-- GOAL OF THE EXERCISE --
Repeat every line below exactly as it reads.

-- Location annotation dataset excerpts --

════════

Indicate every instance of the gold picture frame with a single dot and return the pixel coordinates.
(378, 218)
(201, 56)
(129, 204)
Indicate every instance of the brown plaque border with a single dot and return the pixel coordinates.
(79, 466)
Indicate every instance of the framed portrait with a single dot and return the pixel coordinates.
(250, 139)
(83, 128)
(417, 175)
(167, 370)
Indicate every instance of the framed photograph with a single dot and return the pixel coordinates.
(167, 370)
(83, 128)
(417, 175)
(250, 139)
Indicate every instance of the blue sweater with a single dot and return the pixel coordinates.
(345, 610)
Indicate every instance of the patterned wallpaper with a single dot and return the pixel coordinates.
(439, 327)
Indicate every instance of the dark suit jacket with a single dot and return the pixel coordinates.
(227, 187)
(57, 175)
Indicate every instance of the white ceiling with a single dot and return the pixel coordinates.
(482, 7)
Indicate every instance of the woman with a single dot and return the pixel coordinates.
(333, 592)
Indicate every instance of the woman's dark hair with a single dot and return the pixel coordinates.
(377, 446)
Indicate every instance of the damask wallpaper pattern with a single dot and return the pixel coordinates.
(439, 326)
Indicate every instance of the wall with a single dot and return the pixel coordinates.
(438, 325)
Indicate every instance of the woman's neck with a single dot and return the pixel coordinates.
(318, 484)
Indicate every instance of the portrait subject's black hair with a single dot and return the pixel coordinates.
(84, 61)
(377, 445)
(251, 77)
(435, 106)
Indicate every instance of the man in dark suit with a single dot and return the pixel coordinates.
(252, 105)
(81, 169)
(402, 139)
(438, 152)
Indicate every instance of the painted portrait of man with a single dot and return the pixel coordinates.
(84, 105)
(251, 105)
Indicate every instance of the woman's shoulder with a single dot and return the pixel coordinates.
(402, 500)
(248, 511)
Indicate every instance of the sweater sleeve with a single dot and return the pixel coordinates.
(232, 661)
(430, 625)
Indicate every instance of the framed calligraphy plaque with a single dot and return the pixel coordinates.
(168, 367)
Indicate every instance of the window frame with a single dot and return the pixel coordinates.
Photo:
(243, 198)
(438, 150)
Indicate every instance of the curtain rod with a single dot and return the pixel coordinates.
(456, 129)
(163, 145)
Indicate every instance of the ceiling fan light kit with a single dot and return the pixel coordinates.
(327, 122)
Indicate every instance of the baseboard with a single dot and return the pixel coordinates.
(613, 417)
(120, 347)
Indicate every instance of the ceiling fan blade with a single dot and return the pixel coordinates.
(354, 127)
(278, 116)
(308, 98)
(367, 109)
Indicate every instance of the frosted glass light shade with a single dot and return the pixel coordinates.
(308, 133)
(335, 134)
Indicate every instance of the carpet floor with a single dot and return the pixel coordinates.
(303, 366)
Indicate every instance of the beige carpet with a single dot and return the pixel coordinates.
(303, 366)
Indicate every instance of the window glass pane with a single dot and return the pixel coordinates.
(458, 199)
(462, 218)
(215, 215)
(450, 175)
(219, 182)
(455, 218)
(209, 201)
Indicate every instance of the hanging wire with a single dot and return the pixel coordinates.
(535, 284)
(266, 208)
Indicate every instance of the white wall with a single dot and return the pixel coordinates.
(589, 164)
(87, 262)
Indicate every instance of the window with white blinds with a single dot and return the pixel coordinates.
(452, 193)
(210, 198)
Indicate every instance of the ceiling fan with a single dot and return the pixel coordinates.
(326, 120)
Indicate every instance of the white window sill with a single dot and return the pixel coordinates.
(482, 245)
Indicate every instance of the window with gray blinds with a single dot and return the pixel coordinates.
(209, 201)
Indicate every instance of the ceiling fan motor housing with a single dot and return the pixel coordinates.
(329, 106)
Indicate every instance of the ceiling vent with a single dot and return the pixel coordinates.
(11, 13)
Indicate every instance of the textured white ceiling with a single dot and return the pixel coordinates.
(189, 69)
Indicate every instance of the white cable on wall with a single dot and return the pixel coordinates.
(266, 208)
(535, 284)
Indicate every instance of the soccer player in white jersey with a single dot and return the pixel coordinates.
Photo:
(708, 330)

════════

-- SOLUTION BELOW --
Indicate every instance of the gold picture frame with a single dot and return the pixel coordinates.
(378, 218)
(201, 56)
(129, 204)
Indicate every instance of the brown plaque border with a single dot and return the pixel coordinates.
(79, 466)
Indicate every instance of the framed portrait with a single dot and return the pixel coordinates.
(250, 139)
(83, 128)
(417, 175)
(167, 370)
Indicate every instance of the framed photograph with a single dot and return the pixel coordinates.
(167, 370)
(83, 128)
(417, 175)
(250, 139)
Indicate every instance of the blue sweater with a single dot and return the pixel coordinates.
(345, 610)
Indicate every instance of the patterned wallpaper with a single dot and return the pixel coordinates.
(439, 327)
Indicate every instance of the dark suit jacket with a single dot and return the pixel coordinates.
(227, 187)
(57, 175)
Indicate every instance of the white ceiling with a single dot and return the pixel coordinates.
(482, 7)
Indicate every instance of the woman with a single dot and return the pixel coordinates.
(333, 592)
Indicate every instance of the woman's dark hair with a single dot and return the pixel coordinates.
(377, 446)
Indicate every instance of the damask wallpaper pattern with a single dot and return the pixel coordinates.
(439, 326)
Indicate every instance of the wall with a single dot and return the pixel coordinates.
(438, 325)
Indicate every instance of the woman's neck with a single dot and return the pixel coordinates.
(318, 484)
Indicate every instance of the portrait subject's black hair with a single dot and return the pixel coordinates.
(84, 61)
(377, 445)
(251, 77)
(435, 106)
Indicate every instance of the man in dark suit with a single dot and return the pixel coordinates.
(252, 105)
(81, 169)
(402, 139)
(438, 152)
Indicate every instance of the painted portrait of man with a single dot and return the pixel coordinates.
(84, 105)
(251, 105)
Indicate every instance of the woman's shoulder with a single dot and return the pixel coordinates.
(402, 500)
(248, 511)
Indicate every instance of the sweater sleeve with a single dot and return the pixel coordinates.
(232, 661)
(430, 625)
Indicate every instance of the framed calligraphy plaque with a single dot and return the pixel coordinates.
(168, 367)
Indicate every instance of the window frame with a single dot and return the pixel coordinates.
Photo:
(243, 198)
(438, 150)
Indicate every instance of the curtain rod with a single dot and return the pixel coordinates.
(456, 129)
(163, 145)
Indicate every instance of the ceiling fan light kit with a single dot and return the pixel coordinates.
(327, 122)
Indicate every instance of the baseboard with a single dot and return the pixel coordinates.
(613, 417)
(120, 347)
Indicate every instance of the ceiling fan blade with a single dot and return the pixel coordinates.
(354, 127)
(278, 116)
(308, 98)
(367, 109)
Indicate every instance of the frosted glass light shade with a single dot and return the pixel coordinates.
(308, 133)
(335, 134)
Indicate every instance of the carpet floor with a single dot and return the pixel coordinates.
(303, 366)
Indicate every instance of the beige carpet with a single dot and return the pixel coordinates.
(303, 366)
Indicate every instance of the window glass pane with a single dot and return the pixel coordinates.
(458, 199)
(462, 218)
(215, 215)
(450, 175)
(219, 182)
(455, 218)
(209, 201)
Indicate every instance of the hanging wire with a single dot and return the pixel coordinates.
(535, 284)
(266, 208)
Indicate every instance of the white wall with a single dot and return the pixel coordinates.
(589, 164)
(87, 262)
Indicate every instance of the window with white blinds with a single dot and return the pixel coordinates.
(452, 193)
(210, 198)
Indicate every instance of the ceiling fan with a single dot and return the pixel coordinates.
(326, 120)
Indicate every instance of the white window sill with a single dot and return the pixel coordinates.
(482, 245)
Indicate every instance of the window with gray blinds with a single dot and return the pixel coordinates.
(209, 201)
Indicate every instance of the ceiling fan motor housing with a single dot and return the pixel coordinates.
(329, 106)
Indicate every instance of the ceiling vent with a single dot and return the pixel coordinates.
(11, 13)
Indicate every instance of the textured white ceiling with a single dot and return the pixel coordinates.
(189, 69)
Indicate every instance of the white cable on wall with a single dot and return the pixel coordinates.
(266, 208)
(535, 284)
Indicate every instance of the soccer player in white jersey with a single dot and return the pixel coordinates.
Photo:
(708, 330)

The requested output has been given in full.